Segment Start: Source material

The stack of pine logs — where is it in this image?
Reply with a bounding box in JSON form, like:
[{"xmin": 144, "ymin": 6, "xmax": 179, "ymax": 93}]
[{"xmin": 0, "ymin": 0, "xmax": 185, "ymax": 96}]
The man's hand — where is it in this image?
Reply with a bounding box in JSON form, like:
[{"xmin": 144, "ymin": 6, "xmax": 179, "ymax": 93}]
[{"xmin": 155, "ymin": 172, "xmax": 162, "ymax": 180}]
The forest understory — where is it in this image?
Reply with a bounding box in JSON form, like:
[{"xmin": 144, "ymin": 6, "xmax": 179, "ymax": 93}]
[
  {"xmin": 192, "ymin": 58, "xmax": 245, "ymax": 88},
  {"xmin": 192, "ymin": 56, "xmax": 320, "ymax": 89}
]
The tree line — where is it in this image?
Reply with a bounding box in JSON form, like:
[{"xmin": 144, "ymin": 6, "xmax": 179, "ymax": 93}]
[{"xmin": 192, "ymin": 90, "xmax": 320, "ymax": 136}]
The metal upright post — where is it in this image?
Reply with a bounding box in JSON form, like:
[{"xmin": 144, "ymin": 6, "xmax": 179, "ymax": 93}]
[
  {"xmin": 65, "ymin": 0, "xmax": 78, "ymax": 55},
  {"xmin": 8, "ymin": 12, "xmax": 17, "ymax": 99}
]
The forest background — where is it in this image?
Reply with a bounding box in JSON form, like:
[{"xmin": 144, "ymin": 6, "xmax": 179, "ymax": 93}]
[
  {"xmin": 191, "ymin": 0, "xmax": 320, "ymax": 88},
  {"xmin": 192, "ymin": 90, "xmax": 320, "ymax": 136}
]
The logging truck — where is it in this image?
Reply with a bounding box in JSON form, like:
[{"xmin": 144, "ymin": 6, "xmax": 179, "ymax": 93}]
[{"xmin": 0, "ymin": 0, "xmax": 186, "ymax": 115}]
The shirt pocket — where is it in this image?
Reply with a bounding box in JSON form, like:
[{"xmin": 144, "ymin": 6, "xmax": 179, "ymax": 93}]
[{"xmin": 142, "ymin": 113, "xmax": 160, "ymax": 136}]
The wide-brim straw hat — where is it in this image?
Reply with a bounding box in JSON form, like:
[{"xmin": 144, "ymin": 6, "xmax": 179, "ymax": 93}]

Segment End: Source material

§ What to produce: Top to bottom, transcribe every line above exactly.

§ Solution for this task:
The stack of pine logs — where is it in this image?
Reply with a bounding box in JSON form, like:
[{"xmin": 144, "ymin": 6, "xmax": 179, "ymax": 93}]
[{"xmin": 0, "ymin": 0, "xmax": 185, "ymax": 96}]
The man's hand — where is it in this image?
Reply with a bounding box in JSON form, like:
[{"xmin": 144, "ymin": 6, "xmax": 179, "ymax": 93}]
[{"xmin": 155, "ymin": 172, "xmax": 162, "ymax": 180}]
The forest understory — where is it in this image?
Reply with a bounding box in JSON form, like:
[{"xmin": 144, "ymin": 6, "xmax": 179, "ymax": 93}]
[
  {"xmin": 192, "ymin": 58, "xmax": 245, "ymax": 88},
  {"xmin": 192, "ymin": 56, "xmax": 320, "ymax": 89}
]
The tree line — where is it in this image?
Reply with a bounding box in JSON form, like:
[{"xmin": 144, "ymin": 6, "xmax": 179, "ymax": 93}]
[{"xmin": 192, "ymin": 90, "xmax": 320, "ymax": 136}]
The metal upright post — where is it in this image?
Reply with a bounding box in JSON form, like:
[{"xmin": 144, "ymin": 6, "xmax": 179, "ymax": 93}]
[
  {"xmin": 65, "ymin": 0, "xmax": 78, "ymax": 55},
  {"xmin": 8, "ymin": 12, "xmax": 17, "ymax": 99}
]
The forest background — where is it in this image?
Reply with a bounding box in JSON form, like:
[{"xmin": 144, "ymin": 6, "xmax": 179, "ymax": 93}]
[
  {"xmin": 191, "ymin": 0, "xmax": 320, "ymax": 88},
  {"xmin": 192, "ymin": 90, "xmax": 320, "ymax": 136}
]
The logging truck — where is it in this image?
Reply with a bounding box in JSON form, like:
[{"xmin": 144, "ymin": 6, "xmax": 179, "ymax": 93}]
[{"xmin": 0, "ymin": 0, "xmax": 186, "ymax": 115}]
The shirt pocket — where is it in this image?
Reply with a bounding box in JSON form, like:
[{"xmin": 144, "ymin": 6, "xmax": 179, "ymax": 93}]
[{"xmin": 142, "ymin": 113, "xmax": 160, "ymax": 136}]
The wide-brim straw hat — where is it in this image?
Reply with a bounding box in JSON form, like:
[{"xmin": 144, "ymin": 6, "xmax": 179, "ymax": 93}]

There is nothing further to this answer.